Start of Material provided

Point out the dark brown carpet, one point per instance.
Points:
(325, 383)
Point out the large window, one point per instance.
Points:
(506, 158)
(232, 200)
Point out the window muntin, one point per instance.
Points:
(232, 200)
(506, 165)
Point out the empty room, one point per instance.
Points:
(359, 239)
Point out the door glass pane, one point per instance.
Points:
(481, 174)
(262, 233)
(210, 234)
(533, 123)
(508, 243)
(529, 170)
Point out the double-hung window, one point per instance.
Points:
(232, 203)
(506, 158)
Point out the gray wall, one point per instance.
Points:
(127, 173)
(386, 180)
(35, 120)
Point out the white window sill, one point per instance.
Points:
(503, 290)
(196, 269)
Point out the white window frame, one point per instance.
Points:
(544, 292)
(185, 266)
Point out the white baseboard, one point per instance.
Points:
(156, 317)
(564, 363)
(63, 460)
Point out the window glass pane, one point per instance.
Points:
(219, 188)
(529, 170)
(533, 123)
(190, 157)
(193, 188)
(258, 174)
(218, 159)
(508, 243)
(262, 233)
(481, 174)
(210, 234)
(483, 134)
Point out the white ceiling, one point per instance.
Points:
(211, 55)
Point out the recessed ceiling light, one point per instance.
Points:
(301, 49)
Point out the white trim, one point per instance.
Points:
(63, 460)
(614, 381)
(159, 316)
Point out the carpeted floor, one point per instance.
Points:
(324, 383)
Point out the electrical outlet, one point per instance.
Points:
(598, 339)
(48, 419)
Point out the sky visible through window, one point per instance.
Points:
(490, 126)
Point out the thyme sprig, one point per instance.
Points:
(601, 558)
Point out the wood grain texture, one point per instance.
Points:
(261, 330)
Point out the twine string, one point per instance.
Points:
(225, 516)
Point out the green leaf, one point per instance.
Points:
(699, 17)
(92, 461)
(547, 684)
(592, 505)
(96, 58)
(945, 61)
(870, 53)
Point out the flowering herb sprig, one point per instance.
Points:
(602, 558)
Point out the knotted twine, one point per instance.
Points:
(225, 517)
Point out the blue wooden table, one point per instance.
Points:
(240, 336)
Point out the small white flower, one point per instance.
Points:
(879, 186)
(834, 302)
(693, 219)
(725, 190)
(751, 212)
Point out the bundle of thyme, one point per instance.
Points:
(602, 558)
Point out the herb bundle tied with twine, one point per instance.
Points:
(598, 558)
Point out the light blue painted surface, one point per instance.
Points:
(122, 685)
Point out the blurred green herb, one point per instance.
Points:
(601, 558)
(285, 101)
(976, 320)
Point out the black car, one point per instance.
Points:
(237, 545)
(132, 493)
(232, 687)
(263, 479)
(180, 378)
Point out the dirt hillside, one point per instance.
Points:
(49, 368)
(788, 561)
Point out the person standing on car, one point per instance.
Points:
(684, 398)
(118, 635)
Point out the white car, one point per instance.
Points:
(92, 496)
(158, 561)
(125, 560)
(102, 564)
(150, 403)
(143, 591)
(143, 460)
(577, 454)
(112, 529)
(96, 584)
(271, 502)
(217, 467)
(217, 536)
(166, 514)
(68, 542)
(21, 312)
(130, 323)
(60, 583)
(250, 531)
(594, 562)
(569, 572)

End of Material provided

### Task details:
Copy the rows above word for word. Begin at the line that contains "Point out the bundle", and keep going through the very last line of the rows.

### Task response:
Point out the bundle of thyme, one point per instance.
Points:
(602, 558)
Point out the herb bundle tied with twine, one point per instance.
Points:
(598, 558)
Point out the light blue painted surface, one point per instance.
Points:
(122, 685)
Point out the blurred green herb, one point per instance.
Points:
(601, 558)
(285, 101)
(976, 320)
Point out the black car, one point per instance.
Points:
(237, 545)
(132, 493)
(232, 687)
(263, 479)
(180, 378)
Point out the dirt hillside, one point per instance.
Points:
(49, 368)
(788, 561)
Point out the person standing on car, one point per instance.
Points:
(684, 398)
(118, 635)
Point out the white car, one point per instance.
Points:
(92, 496)
(158, 561)
(125, 560)
(102, 564)
(150, 403)
(143, 591)
(143, 460)
(577, 454)
(112, 529)
(96, 584)
(271, 502)
(217, 467)
(217, 536)
(166, 514)
(68, 542)
(21, 312)
(130, 323)
(60, 583)
(250, 531)
(594, 562)
(569, 572)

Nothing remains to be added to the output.